Location identification items:
** start **

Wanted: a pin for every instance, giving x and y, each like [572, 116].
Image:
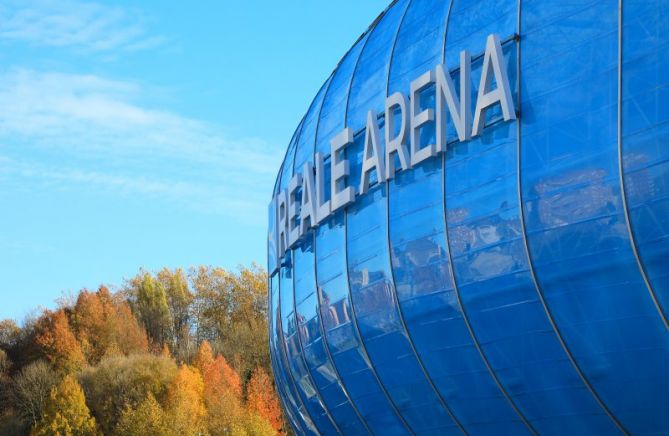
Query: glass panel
[316, 355]
[370, 79]
[331, 119]
[573, 208]
[645, 130]
[296, 364]
[289, 397]
[341, 334]
[306, 143]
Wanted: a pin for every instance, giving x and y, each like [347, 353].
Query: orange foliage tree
[185, 402]
[261, 398]
[59, 343]
[66, 412]
[105, 327]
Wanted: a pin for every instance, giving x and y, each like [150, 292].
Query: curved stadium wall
[516, 281]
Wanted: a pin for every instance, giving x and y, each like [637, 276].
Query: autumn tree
[185, 402]
[147, 419]
[179, 299]
[261, 398]
[230, 310]
[119, 382]
[105, 326]
[9, 333]
[5, 382]
[59, 343]
[150, 303]
[66, 412]
[31, 390]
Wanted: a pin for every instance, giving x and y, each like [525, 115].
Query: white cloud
[87, 26]
[83, 130]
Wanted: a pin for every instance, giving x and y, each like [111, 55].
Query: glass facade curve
[442, 264]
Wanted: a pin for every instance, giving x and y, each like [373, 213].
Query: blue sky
[149, 135]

** end **

§ Your task
Write out all of the rows above word for word, omitting the picture.

§ Written answer
Wanted: a pin for every instance, giving x and y, each like [572, 116].
Image:
Query: glass panel
[316, 355]
[370, 79]
[331, 119]
[573, 208]
[645, 130]
[296, 364]
[289, 397]
[341, 334]
[306, 143]
Wanted: a pin for every instance, giving x and y, each like [347, 353].
Query: orange foliage tree
[185, 402]
[261, 398]
[59, 343]
[66, 412]
[105, 327]
Wanted: a pin for every instance, giving x and y, each like [150, 292].
Query: curved stadium wall
[516, 281]
Wanted: a pin for every instance, giving x and y, each like [637, 276].
Query: autumn tree
[185, 402]
[147, 419]
[179, 299]
[261, 398]
[230, 310]
[119, 382]
[105, 326]
[9, 333]
[5, 382]
[59, 343]
[150, 303]
[66, 412]
[31, 390]
Wanted: a pin for every instance, giving x and y, each like [525, 115].
Query: white cloud
[87, 26]
[83, 130]
Wanted: a pin for every instance, giving x and y, each like [111, 55].
Query: glass facade curve
[442, 264]
Wanted: a pin for every instance, giving x and y, each like [373, 213].
Query: blue sky
[149, 135]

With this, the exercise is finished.